● Work instructions:
Write the next part of the article on Gabriel Boric's presidential victory in Chile, picking up right after its last line.

Photo by Daniel M. on Unsplash

Gabriel Boric’s sweeping victory in the second round of Chile’s presidential election last month marks a historic moment for Latin America. As the culmination of a two-year-long wave of protests and civil unrest under the billionaire President Sebastian Pinera, the leftist’s triumph has underlined the power of popular mobilisation grounded in solidarity.

Although Boric is credited with the phrase “if Chile was the cradle of neoliberalism, it will also be its grave”, the saying grew to prominence as the rallying cry of the country’s protest movement, which began in October 2019. In reaction to increased Metro fares, a coordinated campaign by secondary school students to help passengers dodge turnstiles in Santiago developed into the largest social mobilisation in the nation’s history, with over a million taking to the streets against privatisation, high costs-of-living and inequality. It is this movement, emerging from the ground up, that has brought profound transformations to Chile’s political landscape, with the economic legacy of Pinochet and post-democratic transition years under serious threat.

“If Chile was the cradle of neoliberalism, it will also be its grave”

● Provided records:
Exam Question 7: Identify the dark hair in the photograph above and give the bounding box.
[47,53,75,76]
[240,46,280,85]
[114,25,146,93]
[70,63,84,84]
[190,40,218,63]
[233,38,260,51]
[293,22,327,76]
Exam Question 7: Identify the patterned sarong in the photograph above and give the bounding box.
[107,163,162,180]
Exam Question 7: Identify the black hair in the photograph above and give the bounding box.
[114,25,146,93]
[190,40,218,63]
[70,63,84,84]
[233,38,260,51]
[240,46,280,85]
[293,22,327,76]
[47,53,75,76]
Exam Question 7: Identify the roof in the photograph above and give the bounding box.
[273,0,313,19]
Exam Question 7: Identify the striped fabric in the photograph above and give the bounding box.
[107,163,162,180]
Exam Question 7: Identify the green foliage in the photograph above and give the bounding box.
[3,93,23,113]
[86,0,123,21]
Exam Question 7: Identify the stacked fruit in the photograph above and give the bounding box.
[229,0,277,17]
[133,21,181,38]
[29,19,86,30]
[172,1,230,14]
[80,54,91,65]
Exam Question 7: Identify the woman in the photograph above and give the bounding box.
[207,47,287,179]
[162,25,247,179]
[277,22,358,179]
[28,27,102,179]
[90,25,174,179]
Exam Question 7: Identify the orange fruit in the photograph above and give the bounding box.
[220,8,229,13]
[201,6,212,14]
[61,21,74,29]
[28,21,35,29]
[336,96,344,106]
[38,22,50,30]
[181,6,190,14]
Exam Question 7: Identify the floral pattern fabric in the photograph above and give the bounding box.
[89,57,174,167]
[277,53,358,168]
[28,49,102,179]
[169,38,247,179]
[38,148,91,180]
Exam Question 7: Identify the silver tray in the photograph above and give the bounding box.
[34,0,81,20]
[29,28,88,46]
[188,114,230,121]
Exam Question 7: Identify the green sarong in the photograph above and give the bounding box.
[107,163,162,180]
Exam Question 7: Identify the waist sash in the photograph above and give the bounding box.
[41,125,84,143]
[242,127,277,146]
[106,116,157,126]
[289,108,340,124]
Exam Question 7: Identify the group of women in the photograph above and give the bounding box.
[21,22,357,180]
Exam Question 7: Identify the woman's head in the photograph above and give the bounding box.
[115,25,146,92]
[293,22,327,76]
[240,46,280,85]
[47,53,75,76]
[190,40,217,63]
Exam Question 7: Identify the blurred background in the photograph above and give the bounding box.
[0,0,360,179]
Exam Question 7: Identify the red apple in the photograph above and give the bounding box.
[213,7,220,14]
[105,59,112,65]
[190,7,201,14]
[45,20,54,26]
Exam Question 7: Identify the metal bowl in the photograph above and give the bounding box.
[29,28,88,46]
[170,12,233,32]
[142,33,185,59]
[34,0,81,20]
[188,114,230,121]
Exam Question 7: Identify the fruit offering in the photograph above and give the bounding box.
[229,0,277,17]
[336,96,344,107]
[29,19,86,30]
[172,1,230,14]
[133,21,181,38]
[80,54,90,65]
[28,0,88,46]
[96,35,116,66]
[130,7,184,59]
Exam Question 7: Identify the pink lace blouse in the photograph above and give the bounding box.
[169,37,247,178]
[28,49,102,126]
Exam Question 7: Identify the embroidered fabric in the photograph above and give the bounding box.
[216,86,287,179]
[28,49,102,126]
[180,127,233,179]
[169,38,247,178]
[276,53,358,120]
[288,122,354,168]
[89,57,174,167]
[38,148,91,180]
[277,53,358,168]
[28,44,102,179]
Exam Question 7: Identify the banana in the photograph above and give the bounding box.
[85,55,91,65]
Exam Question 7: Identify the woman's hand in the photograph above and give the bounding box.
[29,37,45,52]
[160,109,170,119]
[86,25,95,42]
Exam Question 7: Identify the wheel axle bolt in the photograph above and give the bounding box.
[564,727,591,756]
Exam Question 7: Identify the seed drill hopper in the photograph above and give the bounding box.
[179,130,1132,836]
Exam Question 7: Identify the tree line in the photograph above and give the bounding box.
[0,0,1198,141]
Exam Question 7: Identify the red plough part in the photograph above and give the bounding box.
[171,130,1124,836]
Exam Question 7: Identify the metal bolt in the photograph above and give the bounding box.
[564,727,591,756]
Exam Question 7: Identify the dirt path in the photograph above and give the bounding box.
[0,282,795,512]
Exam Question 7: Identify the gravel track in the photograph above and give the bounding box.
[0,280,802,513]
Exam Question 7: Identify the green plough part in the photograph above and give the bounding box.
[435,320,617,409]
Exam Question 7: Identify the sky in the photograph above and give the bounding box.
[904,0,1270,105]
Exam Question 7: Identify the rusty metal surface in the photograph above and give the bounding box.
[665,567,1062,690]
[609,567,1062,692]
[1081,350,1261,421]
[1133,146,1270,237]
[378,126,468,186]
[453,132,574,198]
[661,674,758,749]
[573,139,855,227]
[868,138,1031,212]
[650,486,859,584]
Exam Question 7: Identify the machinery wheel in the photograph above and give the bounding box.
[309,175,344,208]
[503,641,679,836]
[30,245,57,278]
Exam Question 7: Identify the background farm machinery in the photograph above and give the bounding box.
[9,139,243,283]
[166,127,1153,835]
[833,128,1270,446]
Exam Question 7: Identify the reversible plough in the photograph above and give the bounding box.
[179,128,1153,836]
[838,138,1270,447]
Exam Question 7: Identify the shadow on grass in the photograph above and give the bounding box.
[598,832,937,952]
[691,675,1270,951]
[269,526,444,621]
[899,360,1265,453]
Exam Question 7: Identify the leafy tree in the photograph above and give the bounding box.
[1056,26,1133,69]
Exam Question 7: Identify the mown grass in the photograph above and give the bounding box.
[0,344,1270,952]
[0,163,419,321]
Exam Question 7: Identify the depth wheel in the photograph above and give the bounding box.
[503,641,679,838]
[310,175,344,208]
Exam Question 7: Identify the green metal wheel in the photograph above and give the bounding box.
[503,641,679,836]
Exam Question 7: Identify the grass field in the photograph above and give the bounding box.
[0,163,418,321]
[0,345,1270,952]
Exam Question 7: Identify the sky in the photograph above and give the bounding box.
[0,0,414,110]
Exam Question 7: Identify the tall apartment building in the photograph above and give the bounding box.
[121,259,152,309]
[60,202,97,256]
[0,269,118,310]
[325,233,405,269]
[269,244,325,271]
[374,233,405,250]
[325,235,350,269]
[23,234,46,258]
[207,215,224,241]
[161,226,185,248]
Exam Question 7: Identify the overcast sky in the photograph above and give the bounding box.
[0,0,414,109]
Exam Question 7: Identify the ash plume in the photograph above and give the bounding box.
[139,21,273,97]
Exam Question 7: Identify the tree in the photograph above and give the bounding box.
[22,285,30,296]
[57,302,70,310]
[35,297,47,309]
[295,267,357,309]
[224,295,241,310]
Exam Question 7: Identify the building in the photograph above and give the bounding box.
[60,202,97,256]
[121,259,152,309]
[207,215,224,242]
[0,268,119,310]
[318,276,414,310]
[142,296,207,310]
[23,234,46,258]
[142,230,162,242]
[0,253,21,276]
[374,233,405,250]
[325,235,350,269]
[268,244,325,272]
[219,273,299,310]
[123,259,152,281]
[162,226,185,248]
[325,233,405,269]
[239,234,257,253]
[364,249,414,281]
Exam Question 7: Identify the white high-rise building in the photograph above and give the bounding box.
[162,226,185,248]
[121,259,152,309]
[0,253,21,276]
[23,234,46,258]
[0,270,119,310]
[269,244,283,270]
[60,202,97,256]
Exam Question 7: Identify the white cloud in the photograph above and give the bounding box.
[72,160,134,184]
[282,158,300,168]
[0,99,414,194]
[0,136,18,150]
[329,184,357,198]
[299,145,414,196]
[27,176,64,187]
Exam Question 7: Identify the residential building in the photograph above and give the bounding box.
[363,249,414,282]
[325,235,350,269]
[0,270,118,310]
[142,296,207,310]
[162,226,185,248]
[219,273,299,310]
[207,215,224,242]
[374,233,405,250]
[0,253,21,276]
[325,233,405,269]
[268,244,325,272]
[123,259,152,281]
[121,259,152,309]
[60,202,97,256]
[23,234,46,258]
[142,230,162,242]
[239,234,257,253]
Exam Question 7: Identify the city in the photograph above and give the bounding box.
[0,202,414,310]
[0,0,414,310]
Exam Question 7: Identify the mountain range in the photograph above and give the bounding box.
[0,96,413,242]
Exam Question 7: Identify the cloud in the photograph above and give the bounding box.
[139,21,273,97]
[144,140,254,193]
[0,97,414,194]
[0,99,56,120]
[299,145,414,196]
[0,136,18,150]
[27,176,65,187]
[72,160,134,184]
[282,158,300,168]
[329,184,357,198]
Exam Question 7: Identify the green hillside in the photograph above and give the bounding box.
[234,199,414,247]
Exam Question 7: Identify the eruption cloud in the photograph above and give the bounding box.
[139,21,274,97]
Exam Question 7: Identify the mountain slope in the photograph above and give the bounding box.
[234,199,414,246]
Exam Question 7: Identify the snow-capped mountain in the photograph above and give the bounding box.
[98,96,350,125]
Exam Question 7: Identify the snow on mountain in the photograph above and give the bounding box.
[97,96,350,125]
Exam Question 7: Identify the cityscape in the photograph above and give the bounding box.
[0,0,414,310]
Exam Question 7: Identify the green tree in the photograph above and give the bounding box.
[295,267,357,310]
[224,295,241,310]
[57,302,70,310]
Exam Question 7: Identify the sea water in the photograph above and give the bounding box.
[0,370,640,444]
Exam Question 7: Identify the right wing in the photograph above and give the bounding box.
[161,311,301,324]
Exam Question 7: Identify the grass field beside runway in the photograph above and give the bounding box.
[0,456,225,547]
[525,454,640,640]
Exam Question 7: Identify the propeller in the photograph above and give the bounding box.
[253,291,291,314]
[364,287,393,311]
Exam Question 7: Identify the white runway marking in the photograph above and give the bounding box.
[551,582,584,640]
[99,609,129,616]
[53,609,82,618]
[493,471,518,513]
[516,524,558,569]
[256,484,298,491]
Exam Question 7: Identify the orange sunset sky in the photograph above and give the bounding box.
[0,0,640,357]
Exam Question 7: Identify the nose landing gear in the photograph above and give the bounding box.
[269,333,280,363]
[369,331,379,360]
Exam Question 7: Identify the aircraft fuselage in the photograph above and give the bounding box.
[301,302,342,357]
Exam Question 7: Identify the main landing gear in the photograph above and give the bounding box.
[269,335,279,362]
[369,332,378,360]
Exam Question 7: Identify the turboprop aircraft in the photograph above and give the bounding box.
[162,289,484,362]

● Right answer:
Almost five decades after the US-backed military coup against the democratically elected socialist President Salvador Allende, the country has become the most unequal in Latin America. The Pinochet regime’s fusion of authoritarianism and economic liberalisation enacted a policy set focusing on export-led growth, the dismantling of unions and all forms of popular organisation, coupled with the privatisation of social security and public assets. Whilst foreign capital and the nation’s wealthiest experienced massive benefits, deepening inequality saw working Chileans facing insecurity, with healthcare bills, expensive education fees, and the lack of adequate pensions and a functioning social safety net holding families under the constant threat of poverty. This has remained a permanent feature of Chile’s political economy since the transition to democracy in 1990. Last year, over fifty per cent of Chile’s employed population earned insufficient income to keep their families above the official poverty line. It is this tradition that the protest movement has challenged.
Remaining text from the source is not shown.